REQUIREMENT — Reproduce the material below verbatim, from its first line up to and including the line containing "1032 637 1338 736".

RECORDS TO USE —
-=-=-

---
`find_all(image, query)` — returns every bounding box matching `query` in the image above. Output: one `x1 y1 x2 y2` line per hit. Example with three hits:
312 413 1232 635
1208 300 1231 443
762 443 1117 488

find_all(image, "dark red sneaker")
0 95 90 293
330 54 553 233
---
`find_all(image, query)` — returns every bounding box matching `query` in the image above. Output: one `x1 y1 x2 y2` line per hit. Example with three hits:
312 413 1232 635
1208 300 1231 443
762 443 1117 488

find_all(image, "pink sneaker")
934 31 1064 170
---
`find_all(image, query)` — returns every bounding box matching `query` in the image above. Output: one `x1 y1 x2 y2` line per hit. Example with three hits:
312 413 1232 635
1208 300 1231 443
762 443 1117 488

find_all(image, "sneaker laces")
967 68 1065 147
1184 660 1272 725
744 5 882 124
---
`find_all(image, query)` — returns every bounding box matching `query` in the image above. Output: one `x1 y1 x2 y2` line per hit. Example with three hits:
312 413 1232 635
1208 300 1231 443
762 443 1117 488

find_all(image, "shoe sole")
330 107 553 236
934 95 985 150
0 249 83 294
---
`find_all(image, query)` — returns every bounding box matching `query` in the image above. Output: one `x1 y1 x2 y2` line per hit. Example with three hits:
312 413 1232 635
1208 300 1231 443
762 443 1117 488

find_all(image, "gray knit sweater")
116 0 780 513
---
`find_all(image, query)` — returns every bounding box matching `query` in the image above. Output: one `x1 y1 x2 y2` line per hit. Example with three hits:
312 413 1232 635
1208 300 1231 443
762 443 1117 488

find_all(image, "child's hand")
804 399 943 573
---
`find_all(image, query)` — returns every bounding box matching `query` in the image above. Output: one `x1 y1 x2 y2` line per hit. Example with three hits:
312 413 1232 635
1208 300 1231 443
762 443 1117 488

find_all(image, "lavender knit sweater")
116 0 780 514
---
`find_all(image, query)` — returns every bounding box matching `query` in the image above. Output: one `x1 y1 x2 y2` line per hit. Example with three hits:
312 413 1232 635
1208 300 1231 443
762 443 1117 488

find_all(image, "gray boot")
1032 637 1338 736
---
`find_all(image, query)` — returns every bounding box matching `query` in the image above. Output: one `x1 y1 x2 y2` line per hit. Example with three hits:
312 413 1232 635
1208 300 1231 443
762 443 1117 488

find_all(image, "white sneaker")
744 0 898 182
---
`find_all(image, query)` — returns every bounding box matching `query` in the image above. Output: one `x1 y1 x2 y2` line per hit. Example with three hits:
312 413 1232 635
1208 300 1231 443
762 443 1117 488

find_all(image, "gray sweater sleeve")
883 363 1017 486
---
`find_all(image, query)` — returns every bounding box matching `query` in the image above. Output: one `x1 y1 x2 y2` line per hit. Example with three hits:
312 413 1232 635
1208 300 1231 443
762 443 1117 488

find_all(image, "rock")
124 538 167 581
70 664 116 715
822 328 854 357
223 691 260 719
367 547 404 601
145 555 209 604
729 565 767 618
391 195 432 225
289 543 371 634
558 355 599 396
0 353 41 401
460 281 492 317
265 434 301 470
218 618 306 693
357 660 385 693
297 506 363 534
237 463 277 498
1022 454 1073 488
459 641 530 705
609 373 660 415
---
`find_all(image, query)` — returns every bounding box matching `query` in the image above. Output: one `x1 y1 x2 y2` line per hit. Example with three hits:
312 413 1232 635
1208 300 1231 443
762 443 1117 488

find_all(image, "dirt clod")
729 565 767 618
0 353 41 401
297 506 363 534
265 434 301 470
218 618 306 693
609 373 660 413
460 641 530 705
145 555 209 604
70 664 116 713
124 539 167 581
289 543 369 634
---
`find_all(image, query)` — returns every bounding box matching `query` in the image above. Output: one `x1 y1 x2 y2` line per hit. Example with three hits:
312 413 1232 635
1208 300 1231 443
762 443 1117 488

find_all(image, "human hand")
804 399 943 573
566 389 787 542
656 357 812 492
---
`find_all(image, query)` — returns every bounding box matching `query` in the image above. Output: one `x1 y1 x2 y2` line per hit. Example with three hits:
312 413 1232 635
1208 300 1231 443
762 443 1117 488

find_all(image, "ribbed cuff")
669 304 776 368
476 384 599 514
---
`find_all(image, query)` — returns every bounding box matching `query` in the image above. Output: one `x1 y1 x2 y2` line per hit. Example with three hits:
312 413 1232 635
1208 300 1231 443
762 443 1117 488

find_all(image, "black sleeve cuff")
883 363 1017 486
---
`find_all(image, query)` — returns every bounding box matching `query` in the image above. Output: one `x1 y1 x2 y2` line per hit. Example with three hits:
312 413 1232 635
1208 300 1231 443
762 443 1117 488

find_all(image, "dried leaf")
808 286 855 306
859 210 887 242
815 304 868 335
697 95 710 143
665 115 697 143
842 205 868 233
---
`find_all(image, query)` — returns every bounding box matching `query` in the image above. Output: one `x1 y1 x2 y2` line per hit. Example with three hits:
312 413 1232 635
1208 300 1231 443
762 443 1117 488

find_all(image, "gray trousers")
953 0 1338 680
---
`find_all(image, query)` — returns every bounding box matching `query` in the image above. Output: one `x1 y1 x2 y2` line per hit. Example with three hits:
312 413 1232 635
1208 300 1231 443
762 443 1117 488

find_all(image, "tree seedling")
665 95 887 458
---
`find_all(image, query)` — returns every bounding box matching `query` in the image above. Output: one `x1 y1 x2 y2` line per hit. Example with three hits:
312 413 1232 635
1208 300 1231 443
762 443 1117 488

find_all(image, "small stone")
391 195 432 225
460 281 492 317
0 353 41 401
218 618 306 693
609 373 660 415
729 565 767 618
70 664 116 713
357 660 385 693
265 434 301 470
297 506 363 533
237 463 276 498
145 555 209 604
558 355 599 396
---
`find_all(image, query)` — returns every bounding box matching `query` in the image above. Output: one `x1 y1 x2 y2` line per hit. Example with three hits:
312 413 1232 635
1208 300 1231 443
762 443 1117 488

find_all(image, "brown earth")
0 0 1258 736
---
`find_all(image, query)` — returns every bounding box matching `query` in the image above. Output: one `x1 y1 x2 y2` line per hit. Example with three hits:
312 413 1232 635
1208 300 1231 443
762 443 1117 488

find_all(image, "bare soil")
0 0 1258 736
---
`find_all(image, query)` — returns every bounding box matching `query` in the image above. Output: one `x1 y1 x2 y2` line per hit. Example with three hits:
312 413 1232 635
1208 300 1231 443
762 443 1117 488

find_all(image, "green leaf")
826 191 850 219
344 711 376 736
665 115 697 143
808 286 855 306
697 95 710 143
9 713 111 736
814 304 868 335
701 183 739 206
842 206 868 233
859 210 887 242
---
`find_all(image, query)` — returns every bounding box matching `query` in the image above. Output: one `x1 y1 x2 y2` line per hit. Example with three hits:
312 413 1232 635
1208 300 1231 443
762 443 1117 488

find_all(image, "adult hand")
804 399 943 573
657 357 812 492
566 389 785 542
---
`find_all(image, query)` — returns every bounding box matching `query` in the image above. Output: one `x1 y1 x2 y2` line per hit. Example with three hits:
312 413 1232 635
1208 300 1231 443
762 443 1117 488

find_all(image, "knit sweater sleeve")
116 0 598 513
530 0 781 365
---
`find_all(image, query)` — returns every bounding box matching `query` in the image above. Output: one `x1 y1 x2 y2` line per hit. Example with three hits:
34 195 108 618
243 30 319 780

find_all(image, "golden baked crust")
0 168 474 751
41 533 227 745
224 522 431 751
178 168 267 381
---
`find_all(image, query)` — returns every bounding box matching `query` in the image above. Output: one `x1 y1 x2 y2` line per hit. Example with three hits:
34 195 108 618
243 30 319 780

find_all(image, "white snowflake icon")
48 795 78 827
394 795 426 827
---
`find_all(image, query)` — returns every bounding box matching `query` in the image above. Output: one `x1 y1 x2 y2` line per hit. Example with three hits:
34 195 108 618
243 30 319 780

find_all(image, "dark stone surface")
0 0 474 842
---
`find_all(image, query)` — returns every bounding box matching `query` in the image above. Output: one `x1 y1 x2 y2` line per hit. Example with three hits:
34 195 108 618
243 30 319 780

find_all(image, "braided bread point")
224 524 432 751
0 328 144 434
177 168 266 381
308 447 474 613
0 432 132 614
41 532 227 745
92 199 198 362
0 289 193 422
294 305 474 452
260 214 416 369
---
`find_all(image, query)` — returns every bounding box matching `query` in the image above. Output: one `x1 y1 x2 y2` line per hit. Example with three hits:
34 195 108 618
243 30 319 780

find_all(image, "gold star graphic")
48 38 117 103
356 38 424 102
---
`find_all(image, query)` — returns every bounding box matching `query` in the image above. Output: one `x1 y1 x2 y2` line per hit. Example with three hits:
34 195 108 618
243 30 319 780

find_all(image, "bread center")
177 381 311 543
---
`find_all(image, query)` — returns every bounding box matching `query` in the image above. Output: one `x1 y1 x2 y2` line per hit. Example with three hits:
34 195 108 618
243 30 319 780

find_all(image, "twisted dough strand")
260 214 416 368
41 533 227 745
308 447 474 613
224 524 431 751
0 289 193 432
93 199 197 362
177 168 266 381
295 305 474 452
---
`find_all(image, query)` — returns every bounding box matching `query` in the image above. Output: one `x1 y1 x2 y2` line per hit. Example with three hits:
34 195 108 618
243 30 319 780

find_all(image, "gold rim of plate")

-=-=-

ANSWER BELOW —
---
`find_all(image, query)` — returns every bounding box matching `query` in the image above. Output: one `x1 y1 x2 y2` line per hit. Example with three hits:
312 413 1232 635
1208 300 1231 443
762 443 1117 488

find_all(image, "dark red sneaker")
0 95 90 293
330 54 553 233
---
`find_all(image, query)` — returns every bounding box matching `query` in the image above. Output: one `x1 y1 x2 y2` line per hit. Example with three hits:
312 413 1232 635
1208 300 1231 443
762 443 1117 488

find_all(image, "pink sneaker")
934 31 1064 170
---
`find_all(image, query)` — returns every bounding box matching `query` in the image above. Output: one `x1 y1 x2 y2` line per hit. Example with three hits:
312 413 1232 635
1208 300 1231 443
762 443 1117 488

find_all(image, "sneaker laces")
967 68 1065 147
1184 660 1272 725
744 5 882 124
---
`find_all(image, query)` — returns every bounding box matching `query` in the image above. Output: one `x1 y1 x2 y2` line per hit. Example with three hits:
312 413 1232 635
1208 300 1231 443
762 443 1117 488

find_all(image, "shoe sole")
330 107 553 236
934 95 985 150
0 249 83 294
---
`find_all(image, query)` — returns every bounding box matching `query` in the image above. Output: one `x1 y1 x2 y2` line per hit. Example with three hits:
312 413 1232 635
1208 300 1231 443
762 443 1117 488

find_all(image, "gray knit sweater")
116 0 780 513
---
`find_all(image, query)` — returns every bounding box matching `query` in the image above. Output: one `x1 y1 x2 y2` line per hit. Example with three hits:
312 413 1232 635
1208 300 1231 443
762 443 1117 488

find_all(image, "child's hand")
804 399 943 573
---
`find_all(image, query)` — returns every bounding box matching `query` in the image above. Output: one `x1 y1 x2 y2` line per hit. Example with three hits:
312 413 1232 635
1208 300 1231 443
762 443 1117 488

find_all(image, "lavender knit sweater")
116 0 780 514
---
`find_all(image, query)` — returns every bounding box matching `query` in the image above. Output: one `x1 y1 x2 y2` line per hit. Example with three hits:
312 413 1232 635
1208 300 1231 443
762 443 1117 488

find_all(image, "gray boot")
1032 637 1338 736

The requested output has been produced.